EXTRACT PROVIDED ▸
One British woman from Leeds told us how she was persuaded to go to Syria by her husband who was from Birmingham but has since died in the fighting which followed. Her seven-year-old son Adam was born in Raqqa, the capital of the IS caliphate in Syria.

“It was a bad mistake,’ she said of her decision, ‘But I want to go back home. There’re no schools here,’ she said, ‘No reading or writing – nothing and there’s no doctors. No, don’t do this to Adam, he’s innocent.”

She too asked not to be named after advice from lawyers but appealed to the prime minister to let her return saying she was prepared to stand trial and face any legal consequences.

“Let us come back,” she begged, “My family, my mum, my dad, my brothers all live in England and I want to come back and face trial there…five years I’ve been here. I am tired and I’m sick.”

She walks with a crutch and is paralysed down one side after the vehicle she was travelling in around Baghouz was hit during the fighting to dislodge IS and she was injured.

EXERCISE TASK A ▸
Write out the passage about the woman from Leeds word for word, from "She walks with" up to and including "she was injured.".
EXERCISE TASK B ▸
According to the passage about the woman from Leeds, where was her son Adam born?

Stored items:
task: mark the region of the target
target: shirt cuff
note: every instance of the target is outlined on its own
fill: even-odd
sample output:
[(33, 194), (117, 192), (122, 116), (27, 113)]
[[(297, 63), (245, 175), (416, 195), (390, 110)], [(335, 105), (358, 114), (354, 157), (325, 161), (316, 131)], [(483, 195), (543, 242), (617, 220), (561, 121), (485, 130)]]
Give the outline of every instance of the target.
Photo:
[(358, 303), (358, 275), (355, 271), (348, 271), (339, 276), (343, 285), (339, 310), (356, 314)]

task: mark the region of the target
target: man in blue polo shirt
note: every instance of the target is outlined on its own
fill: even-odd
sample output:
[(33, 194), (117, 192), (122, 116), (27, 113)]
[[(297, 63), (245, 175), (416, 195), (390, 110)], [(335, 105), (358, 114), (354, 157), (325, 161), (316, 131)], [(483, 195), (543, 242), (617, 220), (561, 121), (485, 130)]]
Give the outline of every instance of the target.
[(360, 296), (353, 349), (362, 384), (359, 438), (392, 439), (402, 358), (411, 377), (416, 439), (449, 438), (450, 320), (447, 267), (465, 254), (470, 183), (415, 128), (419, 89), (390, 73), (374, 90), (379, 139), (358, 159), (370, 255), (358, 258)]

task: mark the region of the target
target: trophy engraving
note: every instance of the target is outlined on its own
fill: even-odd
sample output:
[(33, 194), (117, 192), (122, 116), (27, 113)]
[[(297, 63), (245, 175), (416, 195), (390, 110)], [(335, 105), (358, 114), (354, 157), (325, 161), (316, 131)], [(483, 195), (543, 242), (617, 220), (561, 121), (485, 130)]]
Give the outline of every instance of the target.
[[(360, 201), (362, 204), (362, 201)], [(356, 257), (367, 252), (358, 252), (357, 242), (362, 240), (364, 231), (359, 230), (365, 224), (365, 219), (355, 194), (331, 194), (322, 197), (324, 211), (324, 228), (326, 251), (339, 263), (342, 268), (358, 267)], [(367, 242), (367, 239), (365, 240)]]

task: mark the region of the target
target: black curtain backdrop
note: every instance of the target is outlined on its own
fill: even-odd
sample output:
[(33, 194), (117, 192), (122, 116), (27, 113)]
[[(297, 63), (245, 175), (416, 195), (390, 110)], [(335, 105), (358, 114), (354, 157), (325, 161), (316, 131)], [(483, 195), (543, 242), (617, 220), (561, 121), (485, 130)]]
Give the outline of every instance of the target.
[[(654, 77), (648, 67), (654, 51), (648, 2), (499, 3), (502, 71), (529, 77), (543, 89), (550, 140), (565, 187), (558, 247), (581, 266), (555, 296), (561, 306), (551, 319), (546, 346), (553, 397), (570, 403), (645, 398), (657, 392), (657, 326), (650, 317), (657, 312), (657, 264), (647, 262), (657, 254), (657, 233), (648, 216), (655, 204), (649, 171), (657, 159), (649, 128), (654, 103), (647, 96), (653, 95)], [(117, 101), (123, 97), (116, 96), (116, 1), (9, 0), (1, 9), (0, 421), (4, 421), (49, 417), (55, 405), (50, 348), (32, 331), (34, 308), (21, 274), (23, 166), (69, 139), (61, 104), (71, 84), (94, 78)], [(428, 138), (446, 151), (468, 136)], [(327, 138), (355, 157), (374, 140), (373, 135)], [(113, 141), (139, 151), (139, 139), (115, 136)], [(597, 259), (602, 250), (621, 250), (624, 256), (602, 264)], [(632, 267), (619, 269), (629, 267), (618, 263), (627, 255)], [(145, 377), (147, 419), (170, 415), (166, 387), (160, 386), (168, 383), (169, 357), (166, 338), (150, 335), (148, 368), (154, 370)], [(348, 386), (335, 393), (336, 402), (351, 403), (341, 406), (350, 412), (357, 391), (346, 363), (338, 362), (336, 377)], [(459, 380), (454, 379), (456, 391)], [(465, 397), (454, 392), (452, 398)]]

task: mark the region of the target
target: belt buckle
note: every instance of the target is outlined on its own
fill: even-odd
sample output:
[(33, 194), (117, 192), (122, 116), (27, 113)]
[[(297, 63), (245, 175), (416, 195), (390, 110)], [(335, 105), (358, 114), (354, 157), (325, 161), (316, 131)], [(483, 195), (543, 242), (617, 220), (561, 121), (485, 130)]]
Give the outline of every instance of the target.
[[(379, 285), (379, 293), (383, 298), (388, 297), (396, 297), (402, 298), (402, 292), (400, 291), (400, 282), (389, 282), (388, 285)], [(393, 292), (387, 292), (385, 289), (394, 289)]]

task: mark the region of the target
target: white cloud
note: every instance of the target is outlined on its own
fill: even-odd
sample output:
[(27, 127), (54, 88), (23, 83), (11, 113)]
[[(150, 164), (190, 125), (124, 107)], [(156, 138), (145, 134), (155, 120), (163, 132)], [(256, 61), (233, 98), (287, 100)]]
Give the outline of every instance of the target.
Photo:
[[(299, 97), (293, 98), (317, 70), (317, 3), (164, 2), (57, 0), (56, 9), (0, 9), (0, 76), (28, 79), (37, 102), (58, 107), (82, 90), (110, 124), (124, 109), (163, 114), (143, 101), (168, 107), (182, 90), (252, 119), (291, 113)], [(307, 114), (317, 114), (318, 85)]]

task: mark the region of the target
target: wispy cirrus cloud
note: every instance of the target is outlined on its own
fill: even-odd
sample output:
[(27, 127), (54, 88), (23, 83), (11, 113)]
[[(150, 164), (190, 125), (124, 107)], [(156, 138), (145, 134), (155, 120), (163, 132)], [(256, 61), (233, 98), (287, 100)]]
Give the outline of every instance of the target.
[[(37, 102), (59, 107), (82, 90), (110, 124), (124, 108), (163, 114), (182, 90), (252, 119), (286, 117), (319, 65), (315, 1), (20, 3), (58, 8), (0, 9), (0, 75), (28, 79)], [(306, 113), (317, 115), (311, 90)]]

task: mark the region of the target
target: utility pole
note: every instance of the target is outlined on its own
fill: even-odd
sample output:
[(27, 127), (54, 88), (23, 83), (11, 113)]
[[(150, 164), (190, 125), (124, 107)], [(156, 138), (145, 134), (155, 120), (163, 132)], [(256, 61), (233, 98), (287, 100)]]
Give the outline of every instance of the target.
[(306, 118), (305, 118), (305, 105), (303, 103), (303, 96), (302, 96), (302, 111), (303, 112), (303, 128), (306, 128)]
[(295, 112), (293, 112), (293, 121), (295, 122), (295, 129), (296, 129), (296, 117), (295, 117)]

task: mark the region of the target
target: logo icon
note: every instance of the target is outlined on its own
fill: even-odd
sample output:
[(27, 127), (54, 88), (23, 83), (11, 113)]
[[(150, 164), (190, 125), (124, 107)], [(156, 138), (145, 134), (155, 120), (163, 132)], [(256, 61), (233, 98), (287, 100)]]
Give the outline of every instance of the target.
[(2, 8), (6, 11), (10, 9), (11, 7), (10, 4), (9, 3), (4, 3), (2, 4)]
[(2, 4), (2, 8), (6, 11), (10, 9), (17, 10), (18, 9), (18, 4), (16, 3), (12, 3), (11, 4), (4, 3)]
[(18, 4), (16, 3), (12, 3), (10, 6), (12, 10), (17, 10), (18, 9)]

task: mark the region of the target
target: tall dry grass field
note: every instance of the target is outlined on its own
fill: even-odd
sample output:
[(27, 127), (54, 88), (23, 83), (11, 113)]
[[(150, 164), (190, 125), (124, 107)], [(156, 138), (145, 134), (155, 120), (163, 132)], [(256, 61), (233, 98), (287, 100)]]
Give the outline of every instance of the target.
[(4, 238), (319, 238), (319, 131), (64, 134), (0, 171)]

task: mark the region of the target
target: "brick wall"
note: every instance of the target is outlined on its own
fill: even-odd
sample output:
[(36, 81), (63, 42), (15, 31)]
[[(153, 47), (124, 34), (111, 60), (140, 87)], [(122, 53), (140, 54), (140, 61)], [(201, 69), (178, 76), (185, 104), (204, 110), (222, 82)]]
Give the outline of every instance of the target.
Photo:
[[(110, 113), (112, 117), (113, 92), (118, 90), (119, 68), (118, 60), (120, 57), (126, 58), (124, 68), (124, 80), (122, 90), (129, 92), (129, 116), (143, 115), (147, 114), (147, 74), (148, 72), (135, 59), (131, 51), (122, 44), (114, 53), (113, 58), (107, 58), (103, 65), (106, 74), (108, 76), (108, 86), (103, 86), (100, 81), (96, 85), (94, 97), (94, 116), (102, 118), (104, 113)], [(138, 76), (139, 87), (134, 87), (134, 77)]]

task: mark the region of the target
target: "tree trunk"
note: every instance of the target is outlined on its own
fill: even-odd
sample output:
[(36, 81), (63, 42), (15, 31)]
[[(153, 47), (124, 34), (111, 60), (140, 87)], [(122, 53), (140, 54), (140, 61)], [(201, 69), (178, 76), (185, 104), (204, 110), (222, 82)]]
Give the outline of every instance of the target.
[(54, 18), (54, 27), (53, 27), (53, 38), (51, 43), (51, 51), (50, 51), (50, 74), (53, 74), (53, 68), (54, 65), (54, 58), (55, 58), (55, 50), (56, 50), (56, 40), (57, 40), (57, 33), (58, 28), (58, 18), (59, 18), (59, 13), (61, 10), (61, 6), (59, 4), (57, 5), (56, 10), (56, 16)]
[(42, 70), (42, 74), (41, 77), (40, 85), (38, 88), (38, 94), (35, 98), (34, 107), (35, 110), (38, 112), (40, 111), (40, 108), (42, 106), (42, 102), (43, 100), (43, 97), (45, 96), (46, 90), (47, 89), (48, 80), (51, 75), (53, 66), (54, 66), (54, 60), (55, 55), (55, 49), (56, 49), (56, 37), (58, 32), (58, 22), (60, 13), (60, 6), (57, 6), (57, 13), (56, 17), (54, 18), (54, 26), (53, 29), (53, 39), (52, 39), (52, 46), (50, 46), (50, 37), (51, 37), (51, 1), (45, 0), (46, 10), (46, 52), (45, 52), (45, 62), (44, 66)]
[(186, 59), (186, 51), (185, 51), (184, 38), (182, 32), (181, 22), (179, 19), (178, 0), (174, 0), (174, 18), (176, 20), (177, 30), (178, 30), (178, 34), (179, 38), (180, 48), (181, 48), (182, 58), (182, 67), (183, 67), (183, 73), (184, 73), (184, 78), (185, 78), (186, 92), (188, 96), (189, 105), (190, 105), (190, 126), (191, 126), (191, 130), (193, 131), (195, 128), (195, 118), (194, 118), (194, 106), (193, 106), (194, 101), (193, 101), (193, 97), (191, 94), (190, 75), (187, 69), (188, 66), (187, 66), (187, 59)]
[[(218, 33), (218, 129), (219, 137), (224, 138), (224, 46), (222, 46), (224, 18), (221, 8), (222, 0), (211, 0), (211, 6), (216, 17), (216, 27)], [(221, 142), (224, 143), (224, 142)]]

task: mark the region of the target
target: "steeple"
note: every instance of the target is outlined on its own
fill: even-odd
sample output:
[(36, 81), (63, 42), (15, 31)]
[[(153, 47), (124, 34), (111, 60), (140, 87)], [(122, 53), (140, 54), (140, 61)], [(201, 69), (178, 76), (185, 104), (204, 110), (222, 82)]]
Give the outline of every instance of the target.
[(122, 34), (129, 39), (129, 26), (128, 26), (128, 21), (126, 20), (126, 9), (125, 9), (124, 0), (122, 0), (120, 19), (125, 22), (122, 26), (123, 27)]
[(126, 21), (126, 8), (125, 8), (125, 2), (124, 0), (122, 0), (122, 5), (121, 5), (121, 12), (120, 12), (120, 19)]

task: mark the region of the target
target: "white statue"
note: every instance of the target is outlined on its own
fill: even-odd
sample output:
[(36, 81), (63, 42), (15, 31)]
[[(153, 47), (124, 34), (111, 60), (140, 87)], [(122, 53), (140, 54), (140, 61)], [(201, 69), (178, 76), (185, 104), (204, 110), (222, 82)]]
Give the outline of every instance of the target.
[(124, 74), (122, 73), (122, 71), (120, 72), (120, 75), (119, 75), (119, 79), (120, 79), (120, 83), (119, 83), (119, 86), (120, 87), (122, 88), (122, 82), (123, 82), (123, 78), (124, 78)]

EXERCISE OUTPUT A ▸
She walks with a crutch and is paralysed down one side after the vehicle she was travelling in around Baghouz was hit during the fighting to dislodge IS and she was injured.

EXERCISE OUTPUT B ▸
Adam was born in Raqqa, the capital of the IS caliphate in Syria.